◆ PROVIDED ENTRIES ◆

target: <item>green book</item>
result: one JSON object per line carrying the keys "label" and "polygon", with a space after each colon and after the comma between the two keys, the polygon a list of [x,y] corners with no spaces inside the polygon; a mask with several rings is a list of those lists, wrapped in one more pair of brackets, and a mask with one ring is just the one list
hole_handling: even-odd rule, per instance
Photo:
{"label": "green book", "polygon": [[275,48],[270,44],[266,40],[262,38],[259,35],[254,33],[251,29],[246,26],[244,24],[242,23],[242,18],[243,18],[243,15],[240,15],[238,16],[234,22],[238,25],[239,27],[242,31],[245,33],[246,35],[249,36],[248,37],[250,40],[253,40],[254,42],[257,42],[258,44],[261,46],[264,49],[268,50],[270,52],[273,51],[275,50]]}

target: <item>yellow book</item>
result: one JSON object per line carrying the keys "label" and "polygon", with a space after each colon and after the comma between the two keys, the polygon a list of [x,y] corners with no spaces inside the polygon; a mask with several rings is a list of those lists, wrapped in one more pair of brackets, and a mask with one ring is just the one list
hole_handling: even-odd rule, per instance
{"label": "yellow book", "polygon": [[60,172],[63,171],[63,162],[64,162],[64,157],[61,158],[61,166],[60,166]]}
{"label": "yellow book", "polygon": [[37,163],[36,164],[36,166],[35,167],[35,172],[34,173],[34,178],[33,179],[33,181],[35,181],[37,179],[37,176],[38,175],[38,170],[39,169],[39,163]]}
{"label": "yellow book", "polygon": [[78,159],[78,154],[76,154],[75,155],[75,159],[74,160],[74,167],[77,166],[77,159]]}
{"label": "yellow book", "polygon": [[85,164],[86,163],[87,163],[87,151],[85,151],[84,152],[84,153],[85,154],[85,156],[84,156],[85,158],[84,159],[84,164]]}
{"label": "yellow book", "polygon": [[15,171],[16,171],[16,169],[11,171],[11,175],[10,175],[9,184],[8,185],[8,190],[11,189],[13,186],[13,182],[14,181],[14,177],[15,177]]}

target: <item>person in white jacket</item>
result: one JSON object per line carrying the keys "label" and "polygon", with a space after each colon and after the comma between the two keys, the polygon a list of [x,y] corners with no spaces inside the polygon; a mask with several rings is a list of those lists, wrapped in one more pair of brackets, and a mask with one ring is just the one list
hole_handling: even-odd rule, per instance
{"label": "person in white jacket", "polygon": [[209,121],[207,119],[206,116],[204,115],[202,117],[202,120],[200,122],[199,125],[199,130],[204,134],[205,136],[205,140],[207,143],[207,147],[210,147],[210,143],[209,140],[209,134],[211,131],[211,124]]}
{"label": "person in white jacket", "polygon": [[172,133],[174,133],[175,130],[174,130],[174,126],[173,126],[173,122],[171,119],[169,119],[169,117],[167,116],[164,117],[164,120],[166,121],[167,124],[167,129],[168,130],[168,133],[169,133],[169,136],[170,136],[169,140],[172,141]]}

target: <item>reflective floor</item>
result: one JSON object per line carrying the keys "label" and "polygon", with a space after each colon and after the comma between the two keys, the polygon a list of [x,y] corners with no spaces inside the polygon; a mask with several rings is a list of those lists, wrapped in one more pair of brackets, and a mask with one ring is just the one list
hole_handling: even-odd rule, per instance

◆ EXERCISE INSTRUCTIONS ◆
Locate every line in the entries that contains the word "white" and copy each one in full.

◆ WORKED SOLUTION ◆
target: <item>person in white jacket</item>
{"label": "person in white jacket", "polygon": [[209,121],[207,119],[206,116],[204,115],[202,117],[202,120],[200,122],[199,125],[199,130],[204,134],[205,136],[205,140],[207,143],[207,147],[210,147],[210,143],[209,140],[209,134],[211,131],[211,124]]}
{"label": "person in white jacket", "polygon": [[172,133],[174,133],[175,130],[174,130],[174,126],[173,126],[173,122],[171,119],[169,119],[169,117],[167,116],[164,117],[164,120],[166,121],[167,124],[167,129],[168,130],[168,133],[169,133],[169,136],[170,136],[169,140],[172,141]]}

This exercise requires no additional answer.